= Given instruction =
Write the next part of the race account, picking up after its last sentence.

= Text =
The race began at 2:45 pm. Burton maintained his pole position advantage to lead the field into the first turn. In turn three, Green's left-rear tire went flat; no caution was prompted because the carcass rolled into the infield grass. By lap three, two distinct packs of cars had been established; 27 vehicles were in the lead pack, and the rest were five seconds behind Earnhardt made it three abreast through the tri-oval on the fifth lap; it returned to being two abreast entering the back straightaway. After starting 26th, Harvick advanced to tenth by lap nine, and Petty dropped 17 positions over the same distance. The top three cars established a single file on lap 15, with the next six rows two abreast. Two laps later, the first caution was given; Vickers lost control of his car leaving turn two, and Truex served to avoid him; Vickers made heavy contact with a right-hand side wall, causing his car's right side sheet metal to rub against the right rear tire. During the caution, the field (including Burton), made pit stops for fuel and tires. Sadler led Earnhardt at the lap 21 restart.

One lap later, Earnhardt steered right to attempt a pass on Sadler without drafting assistance. He was unsuccessful and dropped back. Jeff Gordon became the new leader on the 24th lap and Sadler fell to fourth. On lap 25, Kenseth assumed the first position by overtaking Gordon, with Earnhardt second and Stewart third. Earnhardt took the lead from Kenseth two laps later, as Stewart got loose in turn two, and slid up towards Kenseth; he regained control of his car. On the 28th lap, McMurray provided Stewart with drafting assistance to pass Earnhardt for first. Six laps later, Mike Wallace came over into Mayfield, who in turn, went into Biffle; no caution was needed. Mayfield went down pit road for repairs on the lap. He made a second pit stop on lap 38 because his right-front tire was cut from a fender. On lap 40, Stewart remained first, with McMurray second. Mayfield made a third pit stop for sheet metal repairs on the next lap.

On the 48th lap, just after Stewart lost the lead to McMurray, Gordon lost control of his vehicle and made contact with Stewart's front. Both drivers were sent into the right-hand wall exiting the second turn, and sustained right-hand side damage. The field (including McMurray) made pit stops under caution. McMurray sustained metal sheet damage from being dropped off his team's jack, and Edwards had front-end repairs made. As fog descended on the track between turns one and three, reducing visibility, Newman led the field at the lap 52 restart, followed by Kenseth. Six laps later, Kenseth received assistance from Kyle Busch to take the lead from Newman. Kyle Busch lost positions from the 61st lap, while Kurt Busch moved to third. By the 75th lap, Stewart returned to 13th place. Four laps later, a multi-car collision caused a third caution. Green lost control of his car from contact with Jarrett, and slid upward into J. J. Yeley's path in turn three. Nemechek was collected, and the front of Edwards' car momentarily mounted Petty's left-side fender; both slid into the infield grass at turn three.

= Material supplied =
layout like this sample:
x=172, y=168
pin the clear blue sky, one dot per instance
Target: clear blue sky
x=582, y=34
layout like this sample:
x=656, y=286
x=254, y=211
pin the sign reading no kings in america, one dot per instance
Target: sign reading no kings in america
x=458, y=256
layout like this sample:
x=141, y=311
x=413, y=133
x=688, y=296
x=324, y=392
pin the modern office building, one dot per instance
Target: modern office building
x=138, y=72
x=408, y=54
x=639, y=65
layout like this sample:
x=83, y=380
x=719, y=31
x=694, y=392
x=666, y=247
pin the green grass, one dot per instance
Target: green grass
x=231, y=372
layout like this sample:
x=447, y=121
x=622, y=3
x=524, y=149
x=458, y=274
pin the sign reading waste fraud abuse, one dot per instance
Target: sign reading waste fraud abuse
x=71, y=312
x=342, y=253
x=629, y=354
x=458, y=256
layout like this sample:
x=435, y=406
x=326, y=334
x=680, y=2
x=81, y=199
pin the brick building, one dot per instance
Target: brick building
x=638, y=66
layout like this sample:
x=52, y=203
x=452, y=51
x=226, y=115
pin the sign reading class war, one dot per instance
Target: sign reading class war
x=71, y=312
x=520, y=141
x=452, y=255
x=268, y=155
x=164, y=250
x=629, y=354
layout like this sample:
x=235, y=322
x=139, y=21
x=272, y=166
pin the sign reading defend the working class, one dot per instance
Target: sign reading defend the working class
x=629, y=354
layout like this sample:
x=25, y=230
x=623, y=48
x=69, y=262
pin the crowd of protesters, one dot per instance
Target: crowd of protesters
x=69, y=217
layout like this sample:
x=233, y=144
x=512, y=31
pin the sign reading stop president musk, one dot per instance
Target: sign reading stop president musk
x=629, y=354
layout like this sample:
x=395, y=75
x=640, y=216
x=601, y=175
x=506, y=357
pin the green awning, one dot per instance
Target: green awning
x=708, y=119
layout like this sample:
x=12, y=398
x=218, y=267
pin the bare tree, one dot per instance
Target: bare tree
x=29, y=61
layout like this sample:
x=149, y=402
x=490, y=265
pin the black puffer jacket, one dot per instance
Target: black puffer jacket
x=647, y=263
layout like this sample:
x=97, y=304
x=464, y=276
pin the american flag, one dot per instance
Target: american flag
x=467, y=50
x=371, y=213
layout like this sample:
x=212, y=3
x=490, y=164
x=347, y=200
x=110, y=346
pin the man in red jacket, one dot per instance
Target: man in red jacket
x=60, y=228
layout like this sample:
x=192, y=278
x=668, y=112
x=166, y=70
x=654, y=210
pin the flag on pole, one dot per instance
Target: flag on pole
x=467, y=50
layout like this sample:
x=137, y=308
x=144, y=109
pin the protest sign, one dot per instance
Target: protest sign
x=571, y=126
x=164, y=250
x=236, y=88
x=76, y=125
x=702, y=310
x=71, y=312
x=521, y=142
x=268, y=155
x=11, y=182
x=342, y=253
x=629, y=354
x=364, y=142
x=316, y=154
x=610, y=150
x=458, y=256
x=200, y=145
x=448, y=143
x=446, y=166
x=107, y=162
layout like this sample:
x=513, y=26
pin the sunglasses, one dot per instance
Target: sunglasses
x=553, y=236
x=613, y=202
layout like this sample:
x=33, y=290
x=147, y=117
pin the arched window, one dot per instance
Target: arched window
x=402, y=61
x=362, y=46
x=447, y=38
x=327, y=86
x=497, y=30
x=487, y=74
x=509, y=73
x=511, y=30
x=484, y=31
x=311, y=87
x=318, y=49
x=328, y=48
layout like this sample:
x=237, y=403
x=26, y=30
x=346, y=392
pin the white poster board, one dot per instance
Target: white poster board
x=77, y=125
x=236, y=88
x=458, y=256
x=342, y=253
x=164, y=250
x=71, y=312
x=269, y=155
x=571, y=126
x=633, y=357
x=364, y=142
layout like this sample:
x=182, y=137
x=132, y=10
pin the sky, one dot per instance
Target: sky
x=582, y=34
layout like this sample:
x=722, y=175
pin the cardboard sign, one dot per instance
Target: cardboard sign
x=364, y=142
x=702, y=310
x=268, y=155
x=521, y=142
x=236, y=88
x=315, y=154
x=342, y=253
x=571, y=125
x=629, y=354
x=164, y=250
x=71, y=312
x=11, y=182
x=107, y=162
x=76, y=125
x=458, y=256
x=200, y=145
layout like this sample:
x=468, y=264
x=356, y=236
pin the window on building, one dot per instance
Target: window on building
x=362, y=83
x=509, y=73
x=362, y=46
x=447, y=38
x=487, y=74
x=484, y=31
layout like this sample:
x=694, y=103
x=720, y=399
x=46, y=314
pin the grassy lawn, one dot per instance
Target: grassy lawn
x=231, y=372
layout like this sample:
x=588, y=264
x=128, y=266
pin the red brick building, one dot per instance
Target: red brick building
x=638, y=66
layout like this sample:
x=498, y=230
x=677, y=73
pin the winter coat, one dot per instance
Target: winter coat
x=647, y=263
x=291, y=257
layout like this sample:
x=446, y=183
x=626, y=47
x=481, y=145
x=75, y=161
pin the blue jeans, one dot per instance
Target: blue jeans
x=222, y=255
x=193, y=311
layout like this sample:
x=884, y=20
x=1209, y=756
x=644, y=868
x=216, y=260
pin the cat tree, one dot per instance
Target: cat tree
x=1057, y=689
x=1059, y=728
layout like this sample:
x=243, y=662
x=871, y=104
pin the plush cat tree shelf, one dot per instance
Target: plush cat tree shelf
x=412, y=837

= Answer to this task =
The leaders (including Kenseth) made pit stops under caution. Kurt Busch and Travis Kvapil both staggered their pit stops, leading one lap each before making their stops. Racing resumed on lap 85 with Kenseth leading and Harvick in second. That lap, as the field spread out in turns one and two, Harvick passed Kenseth to claim the lead. Earnhardt went left and used Nemechek's slower car to get ahead of Harvick for first place on lap 86. Four laps later, Kenseth received drafting assistance from Kurt Busch to reclaim the first position from Harvick on the right. A fourth caution was prompted when a spring rubber was located on track during lap 91. The leaders (including Kenseth) chose to make pit stops during the caution. Earnhardt led at the lap 96 restart. Entering turn three on the lap, Kenseth overtook Johnson for second. Martin received drafting assistance from Stewart to pass Earnhardt on the right for the lead on the 104th lap.

The fifth caution was waved on lap 107. Stewart turned left, making contact with the front of Kenseth's car entering the third turn. This sent Kenseth into the infield grass and went backward onto the track in turn three and hit no other vehicle en route to glancing the wall. The field (including Martin) chose to enter pit road during the caution. Earnhardt took the lead after all cars made their pit stops. In the meantime, Stewart was sent to the end of the longest line for "aggressive driving". As Stewart and Kenseth exited pit road, Kenseth turned to the outside into turn one, and hit the right-hand quarter of Stewart's car. NASCAR issued an order to Kenseth to serve a drive-through penalty. The race resumed on lap 112, with Earnhardt leading a lap before Biffle overtook him. Kenseth disputed his penalty and he remained on track until the 114th lap. Earnhardt retook the lead for two laps, before Kyle Busch assumed it from laps 116 and 120 until Johnson passed him on lap 121. On lap 124, Robby Gordon's right-front tire failed in turn three, and he hit the wall, triggering the sixth caution.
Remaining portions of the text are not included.